▸ ZITIERTER TEXTAUSZUG:
------------------------------------------------------------

Also, das Motto lautet: Ich klück euch! Oder auch: Heute schon Klück gehabt? Oder: Mit Klück zum Glück! Oder...

Mittwoch, 28. März 2007
verhärmte Hauswirtin soon
(Pulp Fiction)
Den gestrigen Beitrag mußte ich wieder offline setzen - und kann nicht so recht sagen, warum. Jedenfalls wachte ich gegen zwei Uhr auf, mit heiß pochendem Fuß, im fiebrigen Wahn vielleicht, Stimmen hörend wie "Ich bin dein linker Fuß! Gib' mir einen Stift, auf daß ich was malen kann!"
Bald dachte ich, halb paranoid, es sei nicht gut, das Leiden meines Fußes der Nach- und demi-monde anzuvertrauen. Aber der Zeuge meines gestrigen Unfalls versicherte mich, meine verkehrserzieherischen Belehrungsversuche dem Unfallgegner gegenüber seien zweifelsfrei einem physischen und psychischen Stolpern zuzuordnen gewesen, ausgelöst durch den Zusammenprall von Mensch und Maschine.

------------------------------------------------------------

▸ AUSZÜGE AUS DATEN:

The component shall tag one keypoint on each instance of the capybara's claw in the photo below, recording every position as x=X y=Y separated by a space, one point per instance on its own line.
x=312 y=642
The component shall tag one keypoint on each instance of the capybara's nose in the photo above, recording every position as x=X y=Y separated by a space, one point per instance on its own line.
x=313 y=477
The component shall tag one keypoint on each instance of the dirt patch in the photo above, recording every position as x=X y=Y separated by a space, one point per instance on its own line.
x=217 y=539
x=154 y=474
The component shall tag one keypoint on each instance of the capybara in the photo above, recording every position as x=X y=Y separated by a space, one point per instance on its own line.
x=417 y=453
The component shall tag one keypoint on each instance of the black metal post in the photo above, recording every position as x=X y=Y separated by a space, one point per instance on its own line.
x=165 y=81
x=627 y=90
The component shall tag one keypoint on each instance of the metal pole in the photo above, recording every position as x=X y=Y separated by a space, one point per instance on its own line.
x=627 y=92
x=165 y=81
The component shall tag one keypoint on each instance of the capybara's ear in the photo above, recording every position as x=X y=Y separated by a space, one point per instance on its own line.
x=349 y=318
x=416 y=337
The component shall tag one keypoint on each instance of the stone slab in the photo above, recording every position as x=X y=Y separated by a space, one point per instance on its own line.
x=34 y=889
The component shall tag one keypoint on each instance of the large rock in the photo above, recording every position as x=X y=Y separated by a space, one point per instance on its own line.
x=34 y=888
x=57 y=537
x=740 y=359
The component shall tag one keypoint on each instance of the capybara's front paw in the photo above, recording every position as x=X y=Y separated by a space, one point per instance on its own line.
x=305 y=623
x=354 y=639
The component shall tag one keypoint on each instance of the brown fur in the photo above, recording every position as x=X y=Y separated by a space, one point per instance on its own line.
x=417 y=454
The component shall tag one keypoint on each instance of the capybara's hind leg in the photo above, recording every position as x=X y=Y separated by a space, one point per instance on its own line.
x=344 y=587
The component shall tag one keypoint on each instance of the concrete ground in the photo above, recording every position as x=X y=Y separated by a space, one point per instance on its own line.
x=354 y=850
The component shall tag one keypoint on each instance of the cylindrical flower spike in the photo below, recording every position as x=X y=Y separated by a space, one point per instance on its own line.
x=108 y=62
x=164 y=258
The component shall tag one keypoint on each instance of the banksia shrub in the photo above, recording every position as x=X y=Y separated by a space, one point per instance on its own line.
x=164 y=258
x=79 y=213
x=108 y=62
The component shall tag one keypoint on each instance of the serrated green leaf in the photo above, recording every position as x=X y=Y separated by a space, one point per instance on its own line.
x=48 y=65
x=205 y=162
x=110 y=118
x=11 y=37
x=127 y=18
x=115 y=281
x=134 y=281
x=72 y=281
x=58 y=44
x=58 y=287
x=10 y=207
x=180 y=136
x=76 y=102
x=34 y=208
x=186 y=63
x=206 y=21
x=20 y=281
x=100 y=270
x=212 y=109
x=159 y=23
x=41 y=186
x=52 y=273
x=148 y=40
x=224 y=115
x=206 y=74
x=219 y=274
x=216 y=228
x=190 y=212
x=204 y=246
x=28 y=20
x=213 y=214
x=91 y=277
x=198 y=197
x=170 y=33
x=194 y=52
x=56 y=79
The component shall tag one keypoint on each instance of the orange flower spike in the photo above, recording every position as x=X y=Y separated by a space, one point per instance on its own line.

------------------------------------------------------------

▸ AUFGABENSTELLUNG: Gegen wie viel Uhr wachte die erzählende Person laut dem Textauszug mit heiß pochendem Fuß auf?

▸ ERGEBNIS DER ÜBUNG: Gegen zwei Uhr.